> _Prompt_
Write out every line of the records below again, word for word, but leave the pictures out.

Records from a data collection:
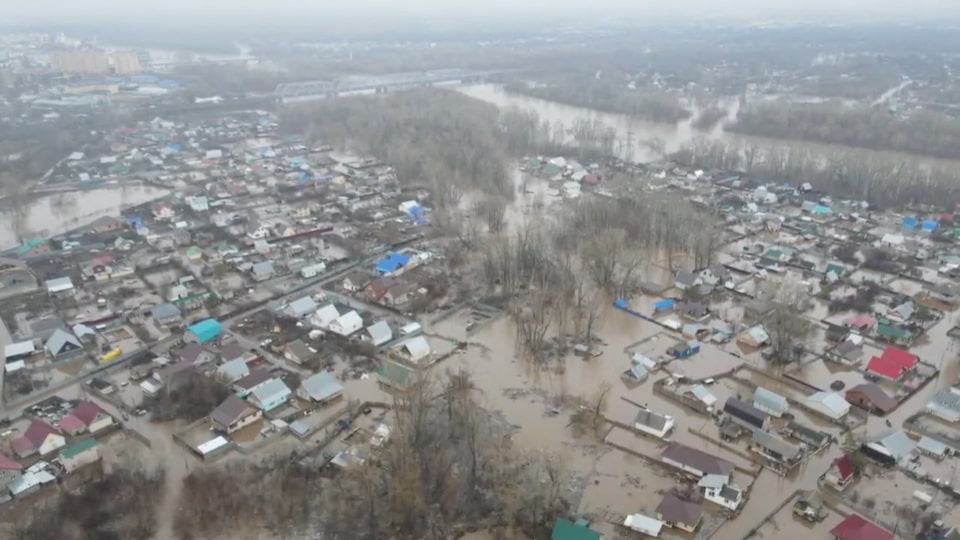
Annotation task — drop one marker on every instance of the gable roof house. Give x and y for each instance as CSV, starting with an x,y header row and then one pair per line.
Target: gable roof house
x,y
322,387
770,402
86,417
298,352
234,414
39,437
694,461
871,397
679,514
62,345
744,414
654,424
829,404
841,473
854,527
270,395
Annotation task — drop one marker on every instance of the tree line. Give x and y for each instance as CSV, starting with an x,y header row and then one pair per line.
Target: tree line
x,y
886,181
921,132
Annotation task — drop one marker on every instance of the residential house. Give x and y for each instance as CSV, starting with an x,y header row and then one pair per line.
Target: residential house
x,y
677,513
270,395
718,491
79,454
744,414
945,405
399,294
770,402
196,354
61,286
233,415
347,324
871,397
889,448
251,382
377,288
62,345
829,404
775,449
694,461
298,352
324,316
203,332
564,529
715,274
322,387
685,280
107,224
301,307
262,270
653,424
356,281
232,371
10,472
39,438
380,333
86,417
854,527
163,212
416,349
166,314
257,231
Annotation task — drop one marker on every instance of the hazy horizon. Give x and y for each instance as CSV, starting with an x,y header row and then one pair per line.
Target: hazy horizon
x,y
223,13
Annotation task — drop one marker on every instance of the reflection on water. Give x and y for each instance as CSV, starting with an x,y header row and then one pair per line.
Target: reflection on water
x,y
59,212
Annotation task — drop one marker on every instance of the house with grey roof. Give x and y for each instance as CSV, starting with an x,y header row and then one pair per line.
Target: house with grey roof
x,y
322,387
232,371
62,345
270,395
770,402
234,414
380,333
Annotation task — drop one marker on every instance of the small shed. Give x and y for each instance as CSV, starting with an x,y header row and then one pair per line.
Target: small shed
x,y
770,402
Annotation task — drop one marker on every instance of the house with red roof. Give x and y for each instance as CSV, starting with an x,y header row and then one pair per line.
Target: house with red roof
x,y
893,364
86,417
841,473
40,438
855,527
9,472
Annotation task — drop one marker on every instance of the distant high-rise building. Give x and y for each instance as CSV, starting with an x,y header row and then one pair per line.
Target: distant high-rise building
x,y
96,62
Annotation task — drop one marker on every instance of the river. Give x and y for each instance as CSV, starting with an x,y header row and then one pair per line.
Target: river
x,y
634,136
57,213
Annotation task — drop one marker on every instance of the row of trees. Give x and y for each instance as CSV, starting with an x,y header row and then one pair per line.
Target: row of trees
x,y
449,466
922,132
887,181
560,274
609,95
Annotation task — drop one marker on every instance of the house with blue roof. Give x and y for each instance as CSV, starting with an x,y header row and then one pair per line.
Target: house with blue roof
x,y
392,263
203,332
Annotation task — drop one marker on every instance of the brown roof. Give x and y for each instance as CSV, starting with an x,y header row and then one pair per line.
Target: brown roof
x,y
231,410
257,376
875,395
697,459
673,509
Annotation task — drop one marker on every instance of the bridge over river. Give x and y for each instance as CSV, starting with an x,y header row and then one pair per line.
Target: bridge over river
x,y
309,90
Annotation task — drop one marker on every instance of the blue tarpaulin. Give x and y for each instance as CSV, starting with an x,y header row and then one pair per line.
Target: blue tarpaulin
x,y
663,304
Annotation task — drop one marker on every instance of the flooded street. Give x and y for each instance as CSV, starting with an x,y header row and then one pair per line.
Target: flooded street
x,y
57,213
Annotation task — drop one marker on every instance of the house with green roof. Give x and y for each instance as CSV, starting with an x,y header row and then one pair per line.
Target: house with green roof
x,y
564,529
79,454
395,375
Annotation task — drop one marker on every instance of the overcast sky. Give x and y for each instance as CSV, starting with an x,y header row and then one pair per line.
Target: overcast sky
x,y
220,11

> _Result below_
Annotation task — drop one marker on every instance of the gable roof house. Give x and y for each instance as CSV, starting with an x,y header row and then one pair per line.
Target: gable roof house
x,y
322,387
770,402
86,417
298,352
234,414
39,437
694,461
871,397
679,514
62,345
744,414
654,424
829,404
841,473
854,527
270,395
Annotation task — drop one marker on every instance of the tree line. Give x and y for each instance as CSV, starting with an x,y header row and then one pair per line.
Target: tree line
x,y
886,181
921,132
Annotation task — drop one marker on every instance of the residential house. Give x and y for each instance as CSV, starting with an x,y header row and then one pair per line.
Target: residential house
x,y
677,513
270,395
718,491
79,454
744,414
945,405
399,294
770,402
196,354
61,286
233,415
347,324
871,397
889,448
251,382
377,288
62,345
829,404
775,449
694,461
298,352
324,316
203,332
564,529
715,274
322,387
685,280
107,224
301,307
262,270
653,424
356,281
232,371
10,472
39,438
380,333
86,417
854,527
163,212
416,349
166,314
257,231
Annotation task — drop one marker on every instance of the hazy horizon. Give x and y for each instance as CSV, starting with an x,y header row and then one pair per line.
Target: hazy horizon
x,y
223,13
Annotation task — drop one marker on every instance of the reflection on water. Give x and y for each instance as CSV, starting with an x,y header row and then one pair per line.
Target: reflection on water
x,y
59,212
Annotation task — drop one marker on every instance of the house with grey roof. Give x and y for each instance as CSV, starting with an x,y header row and then one pair per line.
Target: house with grey roof
x,y
322,387
232,371
62,345
270,395
770,402
234,414
380,333
Annotation task — drop one marker on every instance of the small shed. Give x and y for each instance as CSV, starting with an x,y header row and then one pair per line.
Target: small shed
x,y
770,402
Annotation task — drop one marker on every instance of the house with red roof. Give x and y for each instance as CSV, starting with an x,y header row and then one pair per line.
Target: house with red roof
x,y
893,364
86,417
841,473
40,438
855,527
9,472
Annotation task — drop one marker on every instance of the distant high-rise building. Give x and y for each instance as CSV, starting with an x,y header row and then one pair per line.
Target: distant high-rise building
x,y
96,62
Annotation task — drop one marker on every instance of the river. Give x and y for each instance as CSV, starting with an x,y header row and then one pair per line.
Target: river
x,y
634,136
57,213
Annotation task — drop one marker on every instance of the row of trees. Give x and y for each instance as CSV, starting with an x,y header row and then one pair per line.
Target: row of trees
x,y
449,466
922,132
887,181
560,274
609,95
Annotation task — drop one marker on every instance of the house with blue roof. Give x and y for each instance as CSV, starting with an x,y header row and then one pair per line.
Target: house with blue roof
x,y
392,263
203,332
Annotation task — drop one marker on every instance of the brown roof. Give x and y for each instance as CSV, starting with an x,y header row and then one pair per line.
Target: brown roof
x,y
231,410
257,376
875,395
697,459
673,509
Annotation task — drop one marker on every instance of the bridge over river. Give x and y for each instance as CSV, starting with an x,y header row and then one pair per line.
Target: bridge over river
x,y
309,90
Annotation task — drop one marker on every instance of the blue tarpaulin. Give x and y for each instance as CSV, starting with an x,y header row and then one pair per line.
Target: blue tarpaulin
x,y
663,304
Annotation task — drop one marker on every instance of the flooded street. Give x and y for each instance as CSV, starting with an x,y header row and then one pair per line.
Target: flooded street
x,y
57,213
Annotation task — drop one marker on every instance of the house with green roof. Give x and y for each instance as CSV, starting with an x,y header row and then one pair per line.
Target: house with green roof
x,y
564,529
79,454
395,375
Annotation task — drop one marker on every instance of the overcast sky. Give x and y for each instance as CSV, starting with an x,y header row and then one pair per line.
Target: overcast sky
x,y
220,11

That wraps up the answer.